◆ Task goal ◆
Would you transcribe the line that holds "the broken glass", plus every line beneath it through the end of the data, exactly and with nothing added?
'''
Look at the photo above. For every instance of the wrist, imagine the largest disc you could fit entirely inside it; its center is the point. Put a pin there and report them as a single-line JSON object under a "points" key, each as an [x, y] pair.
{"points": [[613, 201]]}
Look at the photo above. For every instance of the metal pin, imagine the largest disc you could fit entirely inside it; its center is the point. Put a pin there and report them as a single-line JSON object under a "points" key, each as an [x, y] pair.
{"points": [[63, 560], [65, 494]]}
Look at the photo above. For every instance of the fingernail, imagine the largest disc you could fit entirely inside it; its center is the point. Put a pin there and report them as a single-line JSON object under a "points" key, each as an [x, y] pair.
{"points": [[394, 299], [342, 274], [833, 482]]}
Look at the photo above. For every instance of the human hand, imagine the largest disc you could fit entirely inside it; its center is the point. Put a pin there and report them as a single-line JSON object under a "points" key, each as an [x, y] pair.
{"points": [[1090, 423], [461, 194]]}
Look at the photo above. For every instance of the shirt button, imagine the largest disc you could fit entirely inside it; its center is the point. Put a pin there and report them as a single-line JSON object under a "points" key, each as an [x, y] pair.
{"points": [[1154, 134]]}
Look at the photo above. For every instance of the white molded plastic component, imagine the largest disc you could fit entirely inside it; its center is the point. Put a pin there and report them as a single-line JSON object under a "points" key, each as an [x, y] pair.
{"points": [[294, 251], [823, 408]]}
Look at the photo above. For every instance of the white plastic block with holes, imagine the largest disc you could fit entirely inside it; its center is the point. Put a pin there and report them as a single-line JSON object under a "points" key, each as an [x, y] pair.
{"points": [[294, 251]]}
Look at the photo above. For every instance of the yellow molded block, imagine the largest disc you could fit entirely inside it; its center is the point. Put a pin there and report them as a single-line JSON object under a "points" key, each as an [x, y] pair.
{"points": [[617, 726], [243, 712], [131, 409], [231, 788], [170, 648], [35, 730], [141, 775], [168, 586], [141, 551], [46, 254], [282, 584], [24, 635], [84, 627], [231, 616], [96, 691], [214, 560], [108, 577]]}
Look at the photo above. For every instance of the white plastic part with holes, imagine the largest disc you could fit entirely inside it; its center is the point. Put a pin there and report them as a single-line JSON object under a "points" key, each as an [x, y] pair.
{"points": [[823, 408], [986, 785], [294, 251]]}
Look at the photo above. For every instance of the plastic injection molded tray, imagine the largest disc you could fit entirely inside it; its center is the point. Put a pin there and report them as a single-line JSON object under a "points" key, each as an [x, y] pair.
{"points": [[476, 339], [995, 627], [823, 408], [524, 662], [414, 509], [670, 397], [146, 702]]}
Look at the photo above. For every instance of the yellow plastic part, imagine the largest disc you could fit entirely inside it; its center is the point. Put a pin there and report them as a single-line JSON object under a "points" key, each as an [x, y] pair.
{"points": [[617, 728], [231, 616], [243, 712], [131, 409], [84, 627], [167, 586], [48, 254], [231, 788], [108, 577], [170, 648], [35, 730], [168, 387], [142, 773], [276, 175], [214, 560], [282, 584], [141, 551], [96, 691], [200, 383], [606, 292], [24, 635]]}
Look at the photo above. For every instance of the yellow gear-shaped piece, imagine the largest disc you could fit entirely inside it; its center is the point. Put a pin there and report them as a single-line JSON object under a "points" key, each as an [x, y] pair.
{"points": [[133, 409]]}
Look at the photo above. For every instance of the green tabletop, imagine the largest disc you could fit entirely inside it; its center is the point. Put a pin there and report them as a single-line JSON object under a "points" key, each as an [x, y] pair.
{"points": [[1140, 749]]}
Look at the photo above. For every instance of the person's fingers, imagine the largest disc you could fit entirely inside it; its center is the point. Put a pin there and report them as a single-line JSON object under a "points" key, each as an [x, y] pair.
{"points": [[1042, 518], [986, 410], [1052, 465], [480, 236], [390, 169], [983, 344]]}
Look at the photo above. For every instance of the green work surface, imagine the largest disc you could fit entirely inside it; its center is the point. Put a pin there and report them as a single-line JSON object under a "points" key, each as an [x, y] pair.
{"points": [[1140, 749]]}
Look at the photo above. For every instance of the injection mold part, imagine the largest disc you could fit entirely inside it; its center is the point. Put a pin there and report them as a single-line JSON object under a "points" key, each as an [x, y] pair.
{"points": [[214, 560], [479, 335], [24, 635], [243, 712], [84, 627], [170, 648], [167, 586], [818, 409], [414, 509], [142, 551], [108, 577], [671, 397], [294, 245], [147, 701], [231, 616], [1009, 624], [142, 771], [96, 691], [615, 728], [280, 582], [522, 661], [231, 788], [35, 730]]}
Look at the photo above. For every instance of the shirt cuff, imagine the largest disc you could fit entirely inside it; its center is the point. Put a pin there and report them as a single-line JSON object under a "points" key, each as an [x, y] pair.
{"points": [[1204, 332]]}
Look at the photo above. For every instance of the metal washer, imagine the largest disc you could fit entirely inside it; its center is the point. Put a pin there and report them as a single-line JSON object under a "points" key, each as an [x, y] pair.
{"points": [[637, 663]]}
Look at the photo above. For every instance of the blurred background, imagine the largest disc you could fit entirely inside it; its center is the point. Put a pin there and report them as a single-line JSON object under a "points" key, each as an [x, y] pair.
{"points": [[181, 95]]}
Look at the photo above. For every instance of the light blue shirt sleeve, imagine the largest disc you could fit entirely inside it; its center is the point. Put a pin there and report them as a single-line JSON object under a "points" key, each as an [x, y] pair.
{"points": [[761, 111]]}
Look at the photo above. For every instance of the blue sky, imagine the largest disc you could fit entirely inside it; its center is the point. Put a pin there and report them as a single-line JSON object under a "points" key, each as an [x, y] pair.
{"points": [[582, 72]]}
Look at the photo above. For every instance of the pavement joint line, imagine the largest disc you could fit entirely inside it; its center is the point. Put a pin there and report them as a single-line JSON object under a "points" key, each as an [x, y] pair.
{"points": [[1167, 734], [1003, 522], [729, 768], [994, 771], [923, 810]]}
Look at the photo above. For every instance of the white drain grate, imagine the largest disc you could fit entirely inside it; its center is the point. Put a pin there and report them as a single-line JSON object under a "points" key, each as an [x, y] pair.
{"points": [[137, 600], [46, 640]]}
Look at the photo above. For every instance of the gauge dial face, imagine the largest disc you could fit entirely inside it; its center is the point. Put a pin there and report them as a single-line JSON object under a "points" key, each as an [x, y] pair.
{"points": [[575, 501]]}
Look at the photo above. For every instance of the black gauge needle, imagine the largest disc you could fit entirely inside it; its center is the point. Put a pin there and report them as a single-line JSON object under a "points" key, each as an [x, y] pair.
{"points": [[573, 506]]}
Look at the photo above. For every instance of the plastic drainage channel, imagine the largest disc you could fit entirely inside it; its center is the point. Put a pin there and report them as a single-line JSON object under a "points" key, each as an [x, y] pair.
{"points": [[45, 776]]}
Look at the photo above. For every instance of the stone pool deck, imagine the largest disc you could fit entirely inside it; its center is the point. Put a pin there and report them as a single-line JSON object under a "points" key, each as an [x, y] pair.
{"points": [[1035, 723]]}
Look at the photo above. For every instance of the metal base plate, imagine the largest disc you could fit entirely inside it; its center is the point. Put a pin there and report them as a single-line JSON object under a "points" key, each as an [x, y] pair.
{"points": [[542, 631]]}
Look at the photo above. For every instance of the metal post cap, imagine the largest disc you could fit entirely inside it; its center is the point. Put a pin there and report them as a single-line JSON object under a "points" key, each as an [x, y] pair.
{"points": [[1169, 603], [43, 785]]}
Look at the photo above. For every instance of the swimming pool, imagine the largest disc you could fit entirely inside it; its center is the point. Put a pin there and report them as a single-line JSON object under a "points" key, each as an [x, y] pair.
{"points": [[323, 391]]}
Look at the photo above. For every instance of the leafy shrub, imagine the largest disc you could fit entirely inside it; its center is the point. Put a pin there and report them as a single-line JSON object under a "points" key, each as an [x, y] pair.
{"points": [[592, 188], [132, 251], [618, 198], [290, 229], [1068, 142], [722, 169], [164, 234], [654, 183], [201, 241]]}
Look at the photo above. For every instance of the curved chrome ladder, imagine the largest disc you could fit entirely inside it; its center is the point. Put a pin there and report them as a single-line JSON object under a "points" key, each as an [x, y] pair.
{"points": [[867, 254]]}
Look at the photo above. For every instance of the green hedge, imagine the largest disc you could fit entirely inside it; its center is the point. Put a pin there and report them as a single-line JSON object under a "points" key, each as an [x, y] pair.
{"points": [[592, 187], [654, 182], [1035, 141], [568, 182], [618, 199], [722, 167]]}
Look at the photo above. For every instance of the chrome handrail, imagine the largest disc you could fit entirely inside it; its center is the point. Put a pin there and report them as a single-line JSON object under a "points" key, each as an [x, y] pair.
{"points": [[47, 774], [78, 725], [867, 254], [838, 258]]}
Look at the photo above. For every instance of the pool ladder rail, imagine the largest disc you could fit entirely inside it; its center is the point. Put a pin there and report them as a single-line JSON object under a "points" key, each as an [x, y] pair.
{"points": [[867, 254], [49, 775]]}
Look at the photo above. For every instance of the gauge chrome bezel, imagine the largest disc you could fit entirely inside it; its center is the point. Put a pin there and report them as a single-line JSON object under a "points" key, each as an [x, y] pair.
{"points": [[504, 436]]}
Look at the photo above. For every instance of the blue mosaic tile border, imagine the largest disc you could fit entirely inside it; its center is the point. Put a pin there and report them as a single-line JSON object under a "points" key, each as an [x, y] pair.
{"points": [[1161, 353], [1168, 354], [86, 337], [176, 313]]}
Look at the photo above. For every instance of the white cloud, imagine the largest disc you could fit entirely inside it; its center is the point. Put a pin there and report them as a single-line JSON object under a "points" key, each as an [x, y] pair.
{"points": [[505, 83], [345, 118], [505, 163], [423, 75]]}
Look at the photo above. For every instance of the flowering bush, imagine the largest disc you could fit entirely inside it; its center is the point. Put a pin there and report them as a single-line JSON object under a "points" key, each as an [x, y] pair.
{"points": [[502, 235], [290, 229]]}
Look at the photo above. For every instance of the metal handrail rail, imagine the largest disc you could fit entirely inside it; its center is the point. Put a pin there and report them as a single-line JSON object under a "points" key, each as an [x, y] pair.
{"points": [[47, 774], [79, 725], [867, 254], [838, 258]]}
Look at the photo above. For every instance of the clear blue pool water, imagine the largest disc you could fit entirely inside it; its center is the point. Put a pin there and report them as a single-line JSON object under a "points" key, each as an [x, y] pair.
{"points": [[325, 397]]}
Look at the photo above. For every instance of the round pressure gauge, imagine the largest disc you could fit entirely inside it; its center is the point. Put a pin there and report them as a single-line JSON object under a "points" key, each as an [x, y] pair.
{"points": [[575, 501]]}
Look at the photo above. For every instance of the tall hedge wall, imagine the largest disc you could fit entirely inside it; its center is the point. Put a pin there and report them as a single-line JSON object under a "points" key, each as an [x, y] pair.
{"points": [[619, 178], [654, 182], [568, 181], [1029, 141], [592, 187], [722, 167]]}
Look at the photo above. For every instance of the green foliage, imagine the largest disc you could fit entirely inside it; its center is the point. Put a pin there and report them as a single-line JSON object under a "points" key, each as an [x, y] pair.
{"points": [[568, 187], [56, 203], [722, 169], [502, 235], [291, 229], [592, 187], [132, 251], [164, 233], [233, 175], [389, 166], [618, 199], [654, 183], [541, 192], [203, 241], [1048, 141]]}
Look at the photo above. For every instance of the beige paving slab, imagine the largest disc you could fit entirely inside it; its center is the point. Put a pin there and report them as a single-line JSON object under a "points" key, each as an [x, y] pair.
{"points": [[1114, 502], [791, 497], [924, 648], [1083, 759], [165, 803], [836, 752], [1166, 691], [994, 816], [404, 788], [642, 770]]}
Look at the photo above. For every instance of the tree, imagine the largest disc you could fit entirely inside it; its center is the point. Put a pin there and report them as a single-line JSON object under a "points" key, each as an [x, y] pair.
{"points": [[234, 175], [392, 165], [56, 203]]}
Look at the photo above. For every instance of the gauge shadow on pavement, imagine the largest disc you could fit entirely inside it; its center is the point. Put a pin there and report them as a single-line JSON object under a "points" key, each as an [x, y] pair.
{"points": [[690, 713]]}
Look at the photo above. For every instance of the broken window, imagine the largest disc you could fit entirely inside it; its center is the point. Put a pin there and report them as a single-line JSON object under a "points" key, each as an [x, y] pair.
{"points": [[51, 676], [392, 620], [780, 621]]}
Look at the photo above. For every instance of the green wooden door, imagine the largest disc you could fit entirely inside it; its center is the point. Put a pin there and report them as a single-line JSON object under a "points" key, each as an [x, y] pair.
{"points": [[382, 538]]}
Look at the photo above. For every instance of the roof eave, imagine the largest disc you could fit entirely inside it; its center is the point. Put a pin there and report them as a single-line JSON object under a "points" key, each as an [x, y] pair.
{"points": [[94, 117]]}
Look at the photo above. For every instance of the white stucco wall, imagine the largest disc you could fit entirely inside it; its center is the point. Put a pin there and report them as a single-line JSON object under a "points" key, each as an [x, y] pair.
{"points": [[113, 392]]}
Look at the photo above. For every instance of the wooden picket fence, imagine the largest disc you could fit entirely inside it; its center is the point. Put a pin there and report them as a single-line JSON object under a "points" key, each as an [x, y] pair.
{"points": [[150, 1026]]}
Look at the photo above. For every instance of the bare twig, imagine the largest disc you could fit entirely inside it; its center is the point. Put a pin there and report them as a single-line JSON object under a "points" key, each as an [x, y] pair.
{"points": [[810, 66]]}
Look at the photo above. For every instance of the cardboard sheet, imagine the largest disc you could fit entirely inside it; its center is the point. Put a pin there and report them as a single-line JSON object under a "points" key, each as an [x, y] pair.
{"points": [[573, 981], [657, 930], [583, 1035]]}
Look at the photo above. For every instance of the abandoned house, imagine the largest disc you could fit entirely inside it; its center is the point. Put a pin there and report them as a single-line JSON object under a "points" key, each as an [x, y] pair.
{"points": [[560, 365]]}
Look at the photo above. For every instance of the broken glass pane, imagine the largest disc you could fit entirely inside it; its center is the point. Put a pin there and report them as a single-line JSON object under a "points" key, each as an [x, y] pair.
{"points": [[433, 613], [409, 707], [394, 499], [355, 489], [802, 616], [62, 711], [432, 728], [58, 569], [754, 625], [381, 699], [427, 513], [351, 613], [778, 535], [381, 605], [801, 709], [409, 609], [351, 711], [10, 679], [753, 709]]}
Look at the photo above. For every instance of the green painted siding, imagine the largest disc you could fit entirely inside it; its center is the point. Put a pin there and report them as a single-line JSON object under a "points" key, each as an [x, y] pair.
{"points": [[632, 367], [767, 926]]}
'''
◆ Your response ◆
Look at the photo above. For every instance of the broken glass pane, imagine the largest disc you could fit entirely inside it; its center is the point. Put a pin there and report them as a single-line JSON object under a "points" key, each as an [x, y] pair.
{"points": [[433, 613], [409, 707], [394, 499], [355, 489], [802, 616], [62, 711], [432, 728], [58, 569], [754, 625], [381, 699], [427, 513], [351, 613], [778, 535], [381, 605], [801, 709], [409, 609], [351, 711], [10, 679], [753, 709]]}
Look at the photo above. For every instance of the green painted siding, imagine the largest disc you could fit entirely inside it; its center is the point. Put a pin there and report them as a single-line JSON object under a "points" key, each as an [x, y] pair.
{"points": [[632, 367], [767, 926]]}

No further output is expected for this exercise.